Computer Vision
A Technical Survey
Foreword
This is a guest blog by Stephen Phillips, a Ph.D. student in computer vision at The University of Pennsylvania. He will give us a broad introduction of computer vision, in particular delineate the difference between "computer-vision for the web", which has the seat of much recent hype, and computer vision applied to the physical world, which necessitates much more geometric understanding. And finally, what is the deal with deep learning? Stephen will demystify this for us well.
Introduction
I’m sure you have heard of Machine Learning. However, if Google Search Trends are any indication, Computer Vision seems to be less known:
The fields are closely related. The meteoric rise of Machine Learning was in part caused by successes in Computer Vision a few years ago. So what is Computer Vision? Put simply it is the study of automated understanding of images. Recognizing objects in images, detecting the pose of humans, labelling every pixel as being part of a road or not, getting precise 3D reconstructions of a room from a video - these all fall under the umbrella of Computer Vision.
Why do we care? Well, as it turns out, Computer Vision is useful in many domains. You may not realize it but Computer Vision applications have been around since the 1990s. One early application was automatically recognizing zip codes on letters for the US Postal Service. Another early application was 3D motion capture, which admittedly only worked in limited environments, a common constraint imposed by the limitations of early Computer Vision technologies.
With recent developments in Computer Vision, the applications have become much more broadly applicable. Google image search now uses Computer Vision as opposed to tags to label images. You can also search for terms in Google Photos without needing to tag the images. Facebook also plays this game, using Computer Vision to automatically detect faces in images. Google Earth was an early example of 3D reconstruction at massive scale, using millions of images stitched together using 3D reconstruction algorithms to create the 3D mesh of the world. We are also seeing this at a smaller scale with Virtual and Augmented Reality (e.g. Pokemon Go) and its recent rise. And finally the looming monolith, the self-driving car, where cameras are a good complementary sensor for things like obstacle detection and sign reading. Given the wide range of applications and the huge investments behind them, it is important part of due diligence to understand the current state of Computer Vision - its strengths and limitations. So... onward!
################
**TASK REQUIREMENTS**
1. In the computer vision survey, what four things does the introduction name as falling under the umbrella of Computer Vision?
2. Write out the part of the computer vision survey that begins at the words "Why do we care?" and stops after "Computer Vision technologies.", swapping "zip codes" for "postal codes".
The stored items have nothing to do with this.

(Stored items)
################
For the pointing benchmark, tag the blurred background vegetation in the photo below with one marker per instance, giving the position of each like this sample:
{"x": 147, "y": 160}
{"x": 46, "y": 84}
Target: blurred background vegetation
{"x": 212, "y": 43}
################
**SOLVED TASKS**
1.
- Recognizing objects in images
- Detecting the pose of humans
- Labelling every pixel as being part of a road or not
- Getting precise 3D reconstructions of a room from a video

2.
Why do we care? Well, as it turns out, Computer Vision is useful in many domains. You may not realize it but Computer Vision applications have been around since the 1990s. One early application was automatically recognizing postal codes on letters for the US Postal Service. Another early application was 3D motion capture, which admittedly only worked in limited environments, a common constraint imposed by the limitations of early Computer Vision technologies.